### What the task requires
What do the lines say from the one containing "Task: point out the window frame, one" to the end of the records? Restate them word for word, and only those.

········

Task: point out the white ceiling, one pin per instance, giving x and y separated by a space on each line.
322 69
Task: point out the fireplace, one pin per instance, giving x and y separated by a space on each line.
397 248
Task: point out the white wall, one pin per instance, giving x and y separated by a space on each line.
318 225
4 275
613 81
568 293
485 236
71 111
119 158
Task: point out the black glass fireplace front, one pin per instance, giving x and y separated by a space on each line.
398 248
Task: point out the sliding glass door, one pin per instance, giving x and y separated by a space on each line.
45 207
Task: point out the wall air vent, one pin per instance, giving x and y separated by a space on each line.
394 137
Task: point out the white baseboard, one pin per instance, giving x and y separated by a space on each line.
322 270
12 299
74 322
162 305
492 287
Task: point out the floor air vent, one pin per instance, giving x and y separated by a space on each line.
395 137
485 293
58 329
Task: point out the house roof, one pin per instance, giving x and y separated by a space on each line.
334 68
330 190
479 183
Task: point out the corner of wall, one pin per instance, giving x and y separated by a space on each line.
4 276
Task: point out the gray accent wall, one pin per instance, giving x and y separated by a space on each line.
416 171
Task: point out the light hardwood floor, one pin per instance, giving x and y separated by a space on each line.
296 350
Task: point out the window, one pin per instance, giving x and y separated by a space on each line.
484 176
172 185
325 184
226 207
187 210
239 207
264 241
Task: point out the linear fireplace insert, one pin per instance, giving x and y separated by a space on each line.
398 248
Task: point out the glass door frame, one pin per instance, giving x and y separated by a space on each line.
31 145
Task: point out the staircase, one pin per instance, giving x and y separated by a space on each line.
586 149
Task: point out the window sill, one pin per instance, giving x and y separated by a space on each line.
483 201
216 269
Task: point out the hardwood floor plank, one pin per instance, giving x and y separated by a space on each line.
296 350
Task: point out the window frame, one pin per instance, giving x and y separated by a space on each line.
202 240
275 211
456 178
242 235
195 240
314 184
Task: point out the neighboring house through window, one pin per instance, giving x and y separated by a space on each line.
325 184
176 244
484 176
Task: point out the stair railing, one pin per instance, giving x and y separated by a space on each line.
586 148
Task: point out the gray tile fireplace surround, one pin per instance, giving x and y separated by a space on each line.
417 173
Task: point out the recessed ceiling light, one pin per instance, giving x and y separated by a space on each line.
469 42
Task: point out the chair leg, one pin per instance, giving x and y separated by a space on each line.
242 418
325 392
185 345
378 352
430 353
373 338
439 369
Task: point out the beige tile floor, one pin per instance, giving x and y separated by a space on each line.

········

### Result for this exercise
Task: point out the window frame, one pin per instance, giving x and y separated by a space on each line.
202 240
275 211
456 178
242 235
195 240
314 184
Task: point out the neighboring house through window, one pin per instance, giving x and y separated by a space on each line.
325 184
176 244
484 176
Task: point out the stair railing, one pin per instance, giving x and y separated by a space on each line.
586 148
Task: point out the gray tile fireplace surround, one pin per instance, giving x and y separated by a space on each line.
417 173
Task: point out the recessed ceiling light, one pin per instance, giving x and y separated by a space on each line.
469 42
Task: point out the chair leg, one pin per instance, giving x and y separated by a space on each line.
242 418
325 392
185 345
378 352
430 353
373 338
439 369
Task: point out the beige tile floor, one pin per instance, giving x and y separated by a space on each line.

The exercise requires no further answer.